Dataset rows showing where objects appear
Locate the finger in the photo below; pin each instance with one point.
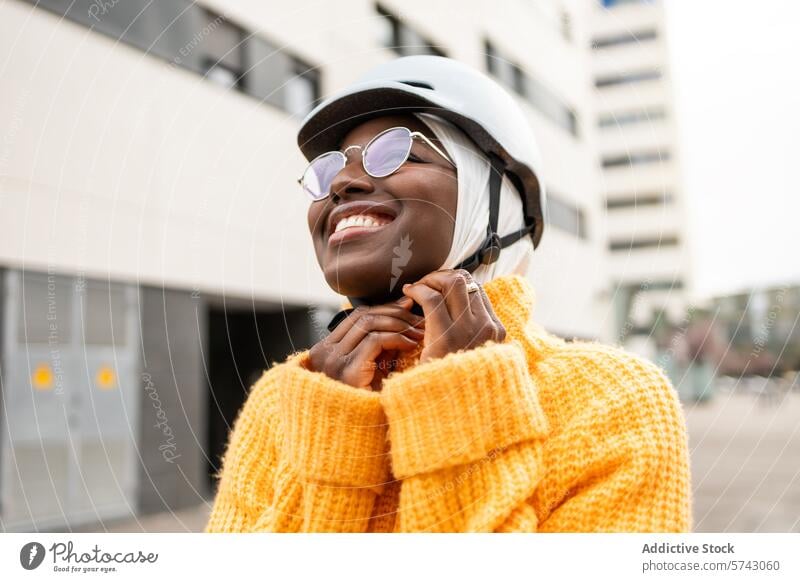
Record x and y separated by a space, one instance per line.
452 284
484 305
374 321
361 362
340 330
392 309
432 302
378 341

### WHAT YOU WILL DO
Convert the lines of every row above into a JSON list of strings, one string per line and no blank lines. Leave out the pictures.

### RESULT OF THE EXERCISE
[
  "Locate the finger in the photo below; pin each instance with one point.",
  "Record x and y separated by a space, one instance per line.",
  "452 284",
  "484 305",
  "374 321",
  "361 362",
  "340 330",
  "392 309",
  "432 302",
  "378 341"
]